Materials provided:
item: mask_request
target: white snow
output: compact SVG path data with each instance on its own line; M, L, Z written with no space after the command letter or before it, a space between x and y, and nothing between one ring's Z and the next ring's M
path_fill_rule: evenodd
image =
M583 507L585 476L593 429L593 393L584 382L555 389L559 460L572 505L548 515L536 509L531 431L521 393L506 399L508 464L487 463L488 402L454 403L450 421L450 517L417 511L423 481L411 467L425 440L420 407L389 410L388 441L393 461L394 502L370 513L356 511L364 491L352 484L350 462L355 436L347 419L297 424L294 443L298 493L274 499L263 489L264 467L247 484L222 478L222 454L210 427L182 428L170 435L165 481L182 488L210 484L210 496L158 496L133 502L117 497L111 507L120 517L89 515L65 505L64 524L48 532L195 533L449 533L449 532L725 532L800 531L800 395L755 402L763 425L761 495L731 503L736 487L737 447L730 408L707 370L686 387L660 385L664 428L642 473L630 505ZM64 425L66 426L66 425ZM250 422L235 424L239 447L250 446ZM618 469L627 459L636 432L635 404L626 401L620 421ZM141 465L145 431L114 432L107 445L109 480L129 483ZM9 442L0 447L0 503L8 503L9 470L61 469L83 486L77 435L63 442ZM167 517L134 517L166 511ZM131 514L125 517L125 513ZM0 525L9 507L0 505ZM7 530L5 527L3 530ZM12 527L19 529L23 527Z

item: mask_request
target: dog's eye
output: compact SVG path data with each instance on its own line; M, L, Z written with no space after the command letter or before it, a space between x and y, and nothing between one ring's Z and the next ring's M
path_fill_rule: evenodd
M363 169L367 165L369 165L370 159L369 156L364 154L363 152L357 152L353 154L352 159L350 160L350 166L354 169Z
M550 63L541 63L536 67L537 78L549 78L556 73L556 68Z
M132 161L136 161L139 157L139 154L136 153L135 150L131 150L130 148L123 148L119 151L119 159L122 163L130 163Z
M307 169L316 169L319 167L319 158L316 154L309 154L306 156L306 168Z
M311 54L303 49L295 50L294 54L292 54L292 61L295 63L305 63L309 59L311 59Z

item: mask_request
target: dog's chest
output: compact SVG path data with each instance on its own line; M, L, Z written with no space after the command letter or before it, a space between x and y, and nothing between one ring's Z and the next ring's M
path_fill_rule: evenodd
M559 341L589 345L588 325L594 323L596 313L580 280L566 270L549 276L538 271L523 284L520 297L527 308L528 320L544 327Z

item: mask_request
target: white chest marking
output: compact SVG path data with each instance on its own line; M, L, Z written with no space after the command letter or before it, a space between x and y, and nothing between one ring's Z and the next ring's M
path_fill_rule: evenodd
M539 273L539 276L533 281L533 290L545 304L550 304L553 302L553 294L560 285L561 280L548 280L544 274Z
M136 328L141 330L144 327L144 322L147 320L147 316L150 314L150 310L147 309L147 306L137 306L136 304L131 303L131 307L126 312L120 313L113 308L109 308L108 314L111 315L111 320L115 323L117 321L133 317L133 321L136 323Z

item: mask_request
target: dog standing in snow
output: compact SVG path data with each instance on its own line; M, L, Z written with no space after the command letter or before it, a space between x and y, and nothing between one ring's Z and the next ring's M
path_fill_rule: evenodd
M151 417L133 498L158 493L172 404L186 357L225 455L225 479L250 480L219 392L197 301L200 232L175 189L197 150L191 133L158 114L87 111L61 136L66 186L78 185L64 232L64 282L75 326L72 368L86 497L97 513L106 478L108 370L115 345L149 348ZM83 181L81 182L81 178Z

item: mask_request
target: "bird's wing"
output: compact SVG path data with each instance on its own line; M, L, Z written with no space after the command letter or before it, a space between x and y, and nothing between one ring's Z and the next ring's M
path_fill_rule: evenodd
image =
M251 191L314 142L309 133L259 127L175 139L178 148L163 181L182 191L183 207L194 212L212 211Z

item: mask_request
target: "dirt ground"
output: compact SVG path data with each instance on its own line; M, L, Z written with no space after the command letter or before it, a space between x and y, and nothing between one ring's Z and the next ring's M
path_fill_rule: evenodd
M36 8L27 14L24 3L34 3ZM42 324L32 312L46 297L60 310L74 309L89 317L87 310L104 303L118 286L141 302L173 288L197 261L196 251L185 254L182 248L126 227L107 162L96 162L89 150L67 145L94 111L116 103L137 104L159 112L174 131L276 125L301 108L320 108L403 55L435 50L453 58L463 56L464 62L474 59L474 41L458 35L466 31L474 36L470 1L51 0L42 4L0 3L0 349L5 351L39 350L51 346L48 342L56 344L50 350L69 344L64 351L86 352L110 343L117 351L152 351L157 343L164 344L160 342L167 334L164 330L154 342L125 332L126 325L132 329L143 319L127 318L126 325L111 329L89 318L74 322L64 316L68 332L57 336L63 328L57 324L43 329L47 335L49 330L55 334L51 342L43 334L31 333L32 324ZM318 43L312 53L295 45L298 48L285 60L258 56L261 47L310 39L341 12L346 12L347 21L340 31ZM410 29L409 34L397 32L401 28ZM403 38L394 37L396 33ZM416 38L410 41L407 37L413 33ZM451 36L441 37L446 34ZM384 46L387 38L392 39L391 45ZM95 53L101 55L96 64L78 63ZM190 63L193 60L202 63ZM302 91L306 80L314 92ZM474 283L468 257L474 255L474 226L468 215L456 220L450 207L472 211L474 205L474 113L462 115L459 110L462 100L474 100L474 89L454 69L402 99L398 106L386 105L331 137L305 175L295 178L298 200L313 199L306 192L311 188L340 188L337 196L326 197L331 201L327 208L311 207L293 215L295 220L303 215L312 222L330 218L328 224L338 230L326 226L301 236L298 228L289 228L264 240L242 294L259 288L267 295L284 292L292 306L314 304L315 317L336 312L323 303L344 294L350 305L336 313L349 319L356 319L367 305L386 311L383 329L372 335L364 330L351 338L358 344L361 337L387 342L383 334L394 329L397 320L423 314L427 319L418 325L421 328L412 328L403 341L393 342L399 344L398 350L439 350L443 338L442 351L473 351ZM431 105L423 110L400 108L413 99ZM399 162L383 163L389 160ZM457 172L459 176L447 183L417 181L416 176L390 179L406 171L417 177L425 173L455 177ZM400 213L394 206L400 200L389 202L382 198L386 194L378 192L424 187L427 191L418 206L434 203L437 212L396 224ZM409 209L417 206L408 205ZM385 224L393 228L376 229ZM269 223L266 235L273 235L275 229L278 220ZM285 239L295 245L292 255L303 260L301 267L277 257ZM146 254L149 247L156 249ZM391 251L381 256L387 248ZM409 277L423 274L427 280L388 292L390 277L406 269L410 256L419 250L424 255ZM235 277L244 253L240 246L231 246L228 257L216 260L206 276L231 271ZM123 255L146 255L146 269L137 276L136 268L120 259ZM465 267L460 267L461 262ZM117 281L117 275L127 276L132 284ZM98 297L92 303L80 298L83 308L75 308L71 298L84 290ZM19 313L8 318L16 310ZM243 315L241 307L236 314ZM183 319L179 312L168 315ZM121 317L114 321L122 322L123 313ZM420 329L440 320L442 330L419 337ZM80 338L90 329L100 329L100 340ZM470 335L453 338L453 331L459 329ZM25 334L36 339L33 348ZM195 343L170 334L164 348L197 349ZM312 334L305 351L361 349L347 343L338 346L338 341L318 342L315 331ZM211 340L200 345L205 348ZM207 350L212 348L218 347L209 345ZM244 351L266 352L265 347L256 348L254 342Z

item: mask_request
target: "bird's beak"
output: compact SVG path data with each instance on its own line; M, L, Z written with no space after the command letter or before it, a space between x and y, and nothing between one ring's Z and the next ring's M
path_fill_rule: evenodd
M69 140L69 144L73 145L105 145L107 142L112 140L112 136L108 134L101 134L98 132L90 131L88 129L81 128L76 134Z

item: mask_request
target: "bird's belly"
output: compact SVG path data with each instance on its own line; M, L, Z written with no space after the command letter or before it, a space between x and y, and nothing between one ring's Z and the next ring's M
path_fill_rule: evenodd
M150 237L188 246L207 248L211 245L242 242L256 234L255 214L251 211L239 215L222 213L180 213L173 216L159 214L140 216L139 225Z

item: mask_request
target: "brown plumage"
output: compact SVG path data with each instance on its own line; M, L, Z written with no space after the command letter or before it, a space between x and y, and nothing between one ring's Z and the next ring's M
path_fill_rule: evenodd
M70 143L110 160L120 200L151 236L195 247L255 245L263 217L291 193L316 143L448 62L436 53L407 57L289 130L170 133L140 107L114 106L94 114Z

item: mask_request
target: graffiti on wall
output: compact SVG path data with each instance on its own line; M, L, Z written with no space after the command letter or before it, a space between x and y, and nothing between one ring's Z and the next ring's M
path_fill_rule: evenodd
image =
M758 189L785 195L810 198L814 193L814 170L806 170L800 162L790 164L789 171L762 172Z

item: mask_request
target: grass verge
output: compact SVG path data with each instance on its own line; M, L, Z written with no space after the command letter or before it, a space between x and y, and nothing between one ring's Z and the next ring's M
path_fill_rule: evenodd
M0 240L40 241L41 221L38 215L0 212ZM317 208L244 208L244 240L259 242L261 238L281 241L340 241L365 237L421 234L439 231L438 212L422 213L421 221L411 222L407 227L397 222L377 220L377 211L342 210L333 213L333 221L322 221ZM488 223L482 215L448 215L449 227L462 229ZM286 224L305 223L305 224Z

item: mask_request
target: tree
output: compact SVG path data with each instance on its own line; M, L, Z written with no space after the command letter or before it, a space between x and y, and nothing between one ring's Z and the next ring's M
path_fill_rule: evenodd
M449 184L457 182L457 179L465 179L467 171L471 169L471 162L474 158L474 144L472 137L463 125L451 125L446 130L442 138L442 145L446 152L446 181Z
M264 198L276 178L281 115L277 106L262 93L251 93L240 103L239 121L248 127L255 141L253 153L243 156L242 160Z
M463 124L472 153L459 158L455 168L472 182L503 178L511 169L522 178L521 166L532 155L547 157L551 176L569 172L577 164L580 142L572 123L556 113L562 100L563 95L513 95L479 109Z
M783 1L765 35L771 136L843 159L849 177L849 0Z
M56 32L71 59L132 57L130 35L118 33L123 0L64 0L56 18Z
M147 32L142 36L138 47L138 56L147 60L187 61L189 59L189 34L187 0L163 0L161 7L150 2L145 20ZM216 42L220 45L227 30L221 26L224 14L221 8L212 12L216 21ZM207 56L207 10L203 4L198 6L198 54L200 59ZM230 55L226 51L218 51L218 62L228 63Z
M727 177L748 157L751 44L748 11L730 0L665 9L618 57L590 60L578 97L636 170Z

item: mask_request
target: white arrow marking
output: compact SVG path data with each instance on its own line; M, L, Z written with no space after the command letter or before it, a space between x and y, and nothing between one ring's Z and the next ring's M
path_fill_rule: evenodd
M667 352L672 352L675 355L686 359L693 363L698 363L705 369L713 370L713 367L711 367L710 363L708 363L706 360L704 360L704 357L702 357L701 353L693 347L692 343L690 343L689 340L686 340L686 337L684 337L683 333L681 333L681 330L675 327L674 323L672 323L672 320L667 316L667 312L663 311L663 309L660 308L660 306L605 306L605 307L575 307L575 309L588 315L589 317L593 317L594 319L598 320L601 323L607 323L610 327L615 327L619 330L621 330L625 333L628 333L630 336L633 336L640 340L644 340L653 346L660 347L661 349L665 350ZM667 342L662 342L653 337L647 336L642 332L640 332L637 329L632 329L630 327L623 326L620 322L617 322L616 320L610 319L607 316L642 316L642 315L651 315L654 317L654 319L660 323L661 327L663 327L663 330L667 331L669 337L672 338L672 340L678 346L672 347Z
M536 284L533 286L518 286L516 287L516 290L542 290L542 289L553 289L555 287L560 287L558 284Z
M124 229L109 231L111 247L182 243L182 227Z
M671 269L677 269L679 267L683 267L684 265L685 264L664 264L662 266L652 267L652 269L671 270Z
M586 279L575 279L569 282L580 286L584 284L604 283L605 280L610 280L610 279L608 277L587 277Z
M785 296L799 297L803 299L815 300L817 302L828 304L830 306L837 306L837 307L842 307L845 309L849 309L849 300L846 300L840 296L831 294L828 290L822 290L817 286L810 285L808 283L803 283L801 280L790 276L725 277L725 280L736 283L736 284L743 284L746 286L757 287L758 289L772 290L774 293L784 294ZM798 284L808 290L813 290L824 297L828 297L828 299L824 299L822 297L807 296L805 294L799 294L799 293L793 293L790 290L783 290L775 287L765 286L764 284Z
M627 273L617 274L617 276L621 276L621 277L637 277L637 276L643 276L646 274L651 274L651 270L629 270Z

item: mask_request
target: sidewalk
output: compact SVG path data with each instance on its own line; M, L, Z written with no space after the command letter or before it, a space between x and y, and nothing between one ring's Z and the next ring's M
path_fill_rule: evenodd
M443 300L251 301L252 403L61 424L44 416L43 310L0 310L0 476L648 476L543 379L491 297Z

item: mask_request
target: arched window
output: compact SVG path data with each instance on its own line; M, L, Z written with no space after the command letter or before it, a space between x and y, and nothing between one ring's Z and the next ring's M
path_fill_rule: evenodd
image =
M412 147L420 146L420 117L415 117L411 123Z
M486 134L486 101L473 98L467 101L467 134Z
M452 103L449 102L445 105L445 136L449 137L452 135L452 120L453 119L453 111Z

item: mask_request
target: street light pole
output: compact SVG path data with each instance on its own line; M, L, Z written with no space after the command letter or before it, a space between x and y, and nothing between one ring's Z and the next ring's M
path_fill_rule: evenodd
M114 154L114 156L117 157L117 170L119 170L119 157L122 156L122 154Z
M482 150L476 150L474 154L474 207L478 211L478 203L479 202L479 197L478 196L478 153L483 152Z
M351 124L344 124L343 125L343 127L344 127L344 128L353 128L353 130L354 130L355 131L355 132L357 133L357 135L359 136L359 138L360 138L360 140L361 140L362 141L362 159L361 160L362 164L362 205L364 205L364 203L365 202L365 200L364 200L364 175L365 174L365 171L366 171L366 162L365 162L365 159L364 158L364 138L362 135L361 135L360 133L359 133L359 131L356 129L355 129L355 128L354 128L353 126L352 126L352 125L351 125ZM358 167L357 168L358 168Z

Task:
Count the lines in the data above that contain the string "snow", where uppercase and lowercase must match. Reply with the number only.

Correct output:
2